DATA:
==============================

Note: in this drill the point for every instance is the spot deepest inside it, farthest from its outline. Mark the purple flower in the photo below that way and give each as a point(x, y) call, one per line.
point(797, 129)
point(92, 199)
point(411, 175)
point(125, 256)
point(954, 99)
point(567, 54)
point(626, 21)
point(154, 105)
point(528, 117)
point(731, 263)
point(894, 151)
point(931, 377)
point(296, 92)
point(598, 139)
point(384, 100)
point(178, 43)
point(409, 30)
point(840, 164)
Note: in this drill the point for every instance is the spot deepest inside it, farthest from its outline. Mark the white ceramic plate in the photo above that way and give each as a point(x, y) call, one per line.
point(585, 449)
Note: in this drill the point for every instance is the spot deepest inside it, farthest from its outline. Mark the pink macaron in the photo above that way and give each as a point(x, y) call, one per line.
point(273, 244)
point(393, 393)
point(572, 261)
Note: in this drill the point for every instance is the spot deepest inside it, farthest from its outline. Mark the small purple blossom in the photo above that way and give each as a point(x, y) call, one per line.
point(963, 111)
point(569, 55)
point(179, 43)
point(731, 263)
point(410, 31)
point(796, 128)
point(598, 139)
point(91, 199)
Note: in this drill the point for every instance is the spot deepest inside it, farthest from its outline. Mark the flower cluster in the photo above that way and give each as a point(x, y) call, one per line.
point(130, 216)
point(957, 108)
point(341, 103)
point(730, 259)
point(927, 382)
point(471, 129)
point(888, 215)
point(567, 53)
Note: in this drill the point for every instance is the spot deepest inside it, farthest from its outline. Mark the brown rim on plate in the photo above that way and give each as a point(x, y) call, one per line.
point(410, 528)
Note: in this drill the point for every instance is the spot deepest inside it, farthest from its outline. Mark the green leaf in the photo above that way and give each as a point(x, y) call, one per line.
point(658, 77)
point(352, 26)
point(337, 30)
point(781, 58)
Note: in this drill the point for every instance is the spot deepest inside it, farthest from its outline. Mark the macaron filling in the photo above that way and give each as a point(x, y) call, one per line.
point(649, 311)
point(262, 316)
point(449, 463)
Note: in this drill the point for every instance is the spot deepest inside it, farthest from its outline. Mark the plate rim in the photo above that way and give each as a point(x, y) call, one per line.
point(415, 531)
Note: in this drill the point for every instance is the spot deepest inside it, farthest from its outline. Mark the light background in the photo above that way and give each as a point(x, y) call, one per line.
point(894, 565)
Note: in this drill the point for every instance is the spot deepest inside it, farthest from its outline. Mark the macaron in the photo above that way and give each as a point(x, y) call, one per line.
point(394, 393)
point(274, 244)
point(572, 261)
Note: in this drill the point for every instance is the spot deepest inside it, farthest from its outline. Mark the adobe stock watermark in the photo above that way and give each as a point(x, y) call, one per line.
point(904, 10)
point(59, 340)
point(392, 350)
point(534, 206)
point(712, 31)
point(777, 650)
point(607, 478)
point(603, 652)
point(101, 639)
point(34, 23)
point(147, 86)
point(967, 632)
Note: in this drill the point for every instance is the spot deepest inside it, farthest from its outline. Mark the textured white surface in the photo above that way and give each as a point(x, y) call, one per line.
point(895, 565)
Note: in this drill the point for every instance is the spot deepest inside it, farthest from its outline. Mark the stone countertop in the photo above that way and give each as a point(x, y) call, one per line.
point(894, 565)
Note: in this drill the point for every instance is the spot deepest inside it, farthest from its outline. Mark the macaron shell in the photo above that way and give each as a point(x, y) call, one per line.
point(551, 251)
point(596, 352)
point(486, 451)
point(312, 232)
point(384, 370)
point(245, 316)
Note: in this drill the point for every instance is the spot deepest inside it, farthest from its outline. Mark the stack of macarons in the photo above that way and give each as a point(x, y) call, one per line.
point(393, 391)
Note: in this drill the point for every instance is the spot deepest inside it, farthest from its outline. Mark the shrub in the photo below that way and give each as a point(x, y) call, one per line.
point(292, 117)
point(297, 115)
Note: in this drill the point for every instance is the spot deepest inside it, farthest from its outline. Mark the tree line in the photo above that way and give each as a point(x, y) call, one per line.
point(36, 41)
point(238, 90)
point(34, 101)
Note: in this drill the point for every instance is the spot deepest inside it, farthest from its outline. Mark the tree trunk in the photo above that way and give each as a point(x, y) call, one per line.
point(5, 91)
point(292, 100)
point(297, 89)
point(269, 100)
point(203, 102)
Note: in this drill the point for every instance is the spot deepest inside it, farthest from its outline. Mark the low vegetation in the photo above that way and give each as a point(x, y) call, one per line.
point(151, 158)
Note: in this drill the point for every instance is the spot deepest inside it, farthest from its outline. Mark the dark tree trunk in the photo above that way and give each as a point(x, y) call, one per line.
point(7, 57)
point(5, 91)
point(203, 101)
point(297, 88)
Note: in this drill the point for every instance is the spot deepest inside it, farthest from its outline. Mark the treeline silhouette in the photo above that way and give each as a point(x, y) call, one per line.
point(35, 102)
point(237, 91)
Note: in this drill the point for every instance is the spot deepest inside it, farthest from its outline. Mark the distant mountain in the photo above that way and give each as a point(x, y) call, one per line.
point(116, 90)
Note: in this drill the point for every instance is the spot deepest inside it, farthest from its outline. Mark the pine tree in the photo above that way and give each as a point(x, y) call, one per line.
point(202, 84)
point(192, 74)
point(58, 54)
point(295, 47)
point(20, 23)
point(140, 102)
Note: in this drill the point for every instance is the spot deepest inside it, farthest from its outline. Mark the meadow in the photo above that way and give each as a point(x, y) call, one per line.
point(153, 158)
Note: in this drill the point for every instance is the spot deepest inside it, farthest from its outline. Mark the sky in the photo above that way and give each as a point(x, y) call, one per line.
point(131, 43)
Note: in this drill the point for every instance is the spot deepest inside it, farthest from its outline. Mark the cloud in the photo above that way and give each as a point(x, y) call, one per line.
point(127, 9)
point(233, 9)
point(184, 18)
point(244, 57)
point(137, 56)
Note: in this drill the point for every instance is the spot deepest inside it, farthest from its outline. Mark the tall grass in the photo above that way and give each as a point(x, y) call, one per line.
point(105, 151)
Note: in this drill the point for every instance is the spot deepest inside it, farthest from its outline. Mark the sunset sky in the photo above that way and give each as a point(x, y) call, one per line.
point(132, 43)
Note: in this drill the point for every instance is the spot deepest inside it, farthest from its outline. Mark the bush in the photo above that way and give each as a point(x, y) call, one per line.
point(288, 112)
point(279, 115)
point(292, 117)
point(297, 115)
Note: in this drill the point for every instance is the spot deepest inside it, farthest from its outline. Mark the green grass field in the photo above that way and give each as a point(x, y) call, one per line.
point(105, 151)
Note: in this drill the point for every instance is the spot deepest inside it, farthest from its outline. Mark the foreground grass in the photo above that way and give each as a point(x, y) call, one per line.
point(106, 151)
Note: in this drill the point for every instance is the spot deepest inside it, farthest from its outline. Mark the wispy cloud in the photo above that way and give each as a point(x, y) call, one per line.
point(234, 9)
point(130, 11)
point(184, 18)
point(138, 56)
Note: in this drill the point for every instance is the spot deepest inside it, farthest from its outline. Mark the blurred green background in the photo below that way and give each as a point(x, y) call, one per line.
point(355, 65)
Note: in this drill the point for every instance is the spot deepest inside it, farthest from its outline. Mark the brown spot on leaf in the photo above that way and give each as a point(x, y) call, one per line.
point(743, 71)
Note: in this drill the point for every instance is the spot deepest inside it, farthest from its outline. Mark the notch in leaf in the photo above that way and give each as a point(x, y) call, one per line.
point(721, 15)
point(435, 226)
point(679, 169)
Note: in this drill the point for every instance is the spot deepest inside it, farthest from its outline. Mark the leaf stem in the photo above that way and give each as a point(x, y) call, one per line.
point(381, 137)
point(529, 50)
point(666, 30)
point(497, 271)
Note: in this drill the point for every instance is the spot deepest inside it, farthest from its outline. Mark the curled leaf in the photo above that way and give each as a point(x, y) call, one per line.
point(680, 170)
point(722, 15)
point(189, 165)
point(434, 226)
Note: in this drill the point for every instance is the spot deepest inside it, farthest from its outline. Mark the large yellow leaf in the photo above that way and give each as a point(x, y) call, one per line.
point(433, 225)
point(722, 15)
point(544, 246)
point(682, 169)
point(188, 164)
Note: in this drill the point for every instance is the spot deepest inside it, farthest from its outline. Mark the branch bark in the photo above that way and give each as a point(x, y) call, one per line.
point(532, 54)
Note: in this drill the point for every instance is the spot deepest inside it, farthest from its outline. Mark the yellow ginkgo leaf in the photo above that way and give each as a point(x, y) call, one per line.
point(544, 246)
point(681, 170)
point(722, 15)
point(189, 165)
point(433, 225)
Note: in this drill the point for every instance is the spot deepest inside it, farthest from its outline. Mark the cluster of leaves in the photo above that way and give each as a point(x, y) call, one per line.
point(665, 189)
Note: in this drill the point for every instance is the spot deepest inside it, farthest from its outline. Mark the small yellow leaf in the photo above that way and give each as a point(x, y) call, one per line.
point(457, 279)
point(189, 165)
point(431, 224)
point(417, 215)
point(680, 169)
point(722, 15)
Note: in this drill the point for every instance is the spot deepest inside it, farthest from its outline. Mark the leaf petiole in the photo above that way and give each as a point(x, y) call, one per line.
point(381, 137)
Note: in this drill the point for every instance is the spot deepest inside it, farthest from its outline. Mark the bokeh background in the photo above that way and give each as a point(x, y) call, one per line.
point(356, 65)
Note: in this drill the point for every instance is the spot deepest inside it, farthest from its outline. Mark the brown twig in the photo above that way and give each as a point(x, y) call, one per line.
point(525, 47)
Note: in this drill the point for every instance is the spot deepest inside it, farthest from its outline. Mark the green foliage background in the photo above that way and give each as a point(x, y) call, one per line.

==============================

EXERCISE INSTRUCTIONS: Please copy the line that contains "the leaf petiole" and each line after it through the end of the records, exactly, and no other lines.

SOLUTION FOR THIS EXERCISE:
Note: in this drill the point for every instance is the spot deepest inside it, farthest from its outline. Mark the leaf petiole in the photo above that way and give each as a point(x, y) call, one per line.
point(381, 137)
Note: in this drill the point for every instance is the spot deepest inside it, farthest from its outline. Mark the bokeh background in the photo above that way and give each as a point(x, y) call, one per line.
point(356, 65)
Note: in this drill the point for every instance is the spot deepest inside it, farthest from its outline. Mark the brown twig in the photo above that way and give each as a point(x, y) call, one per line.
point(525, 47)
Note: in this drill the point for every instance is the spot deepest inside it, farthest from its outline. Mark the green foliage background in the photo above that way and give each as a point(x, y) call, one per line.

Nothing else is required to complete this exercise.